Copy the data below word for word, but leave out the pictures.

## MATERIAL FOR THIS EXERCISE
— start —

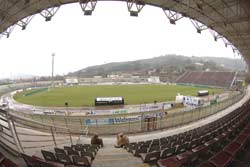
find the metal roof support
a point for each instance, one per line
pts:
(172, 15)
(8, 31)
(88, 6)
(49, 13)
(23, 23)
(215, 34)
(199, 26)
(135, 7)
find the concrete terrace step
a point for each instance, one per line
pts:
(116, 157)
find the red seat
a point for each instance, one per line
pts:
(199, 148)
(241, 139)
(206, 164)
(232, 148)
(168, 162)
(221, 159)
(8, 163)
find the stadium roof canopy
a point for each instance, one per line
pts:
(228, 20)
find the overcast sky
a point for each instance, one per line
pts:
(109, 35)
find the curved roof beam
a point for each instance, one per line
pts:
(228, 18)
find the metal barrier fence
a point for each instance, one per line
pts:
(134, 122)
(19, 133)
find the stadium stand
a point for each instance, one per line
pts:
(5, 162)
(70, 156)
(218, 79)
(215, 144)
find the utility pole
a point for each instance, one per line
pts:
(52, 73)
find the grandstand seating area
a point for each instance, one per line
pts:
(5, 162)
(70, 156)
(215, 144)
(218, 79)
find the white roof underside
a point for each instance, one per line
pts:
(230, 18)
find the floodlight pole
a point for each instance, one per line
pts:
(52, 72)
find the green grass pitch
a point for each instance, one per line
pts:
(79, 96)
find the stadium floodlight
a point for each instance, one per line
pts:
(88, 12)
(49, 13)
(133, 13)
(88, 6)
(199, 26)
(52, 72)
(172, 15)
(134, 7)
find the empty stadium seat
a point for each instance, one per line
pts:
(49, 156)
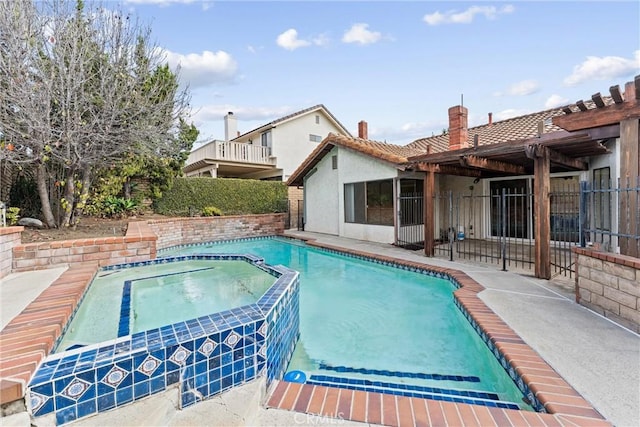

— end —

## ANSWER TO THE PROBLEM
find the metal roof support
a point for each instance, one per line
pts:
(172, 15)
(8, 31)
(88, 6)
(49, 13)
(23, 23)
(215, 34)
(199, 26)
(135, 7)
find the concrete terrace step
a point for each instance, one per line
pts:
(116, 157)
find the red seat
a point for each instance, one per line
pts:
(199, 148)
(241, 139)
(206, 164)
(232, 148)
(168, 162)
(221, 159)
(8, 163)
find the stadium roof canopy
a point for each instance, one per line
pts:
(228, 20)
find the overcast sky
a point for each instance, one per line
pts:
(109, 35)
find the curved roof beam
a point for each instance, one per line
pts:
(228, 18)
find the metal barrier fence
a point for each instance, one per line
pts:
(134, 122)
(19, 133)
find the stadium stand
a point for each instance, one per line
pts:
(5, 162)
(70, 156)
(218, 79)
(215, 144)
find the utility pole
a point for each instance, one per line
pts:
(52, 73)
find the grandstand seating area
a point for each instance, one per line
pts:
(5, 162)
(70, 156)
(215, 144)
(218, 79)
find the white roof underside
a point for each instance, one per line
pts:
(230, 18)
find the floodlight pole
a point for each instance, one per line
pts:
(52, 72)
find the green grass pitch
a point for each instance, one per line
pts:
(79, 96)
find the stadium floodlight
a point for each instance, one per line
pts:
(88, 12)
(49, 13)
(133, 13)
(88, 6)
(199, 26)
(52, 72)
(172, 15)
(134, 7)
find the empty stadium seat
a point for each instance, one per line
pts:
(49, 156)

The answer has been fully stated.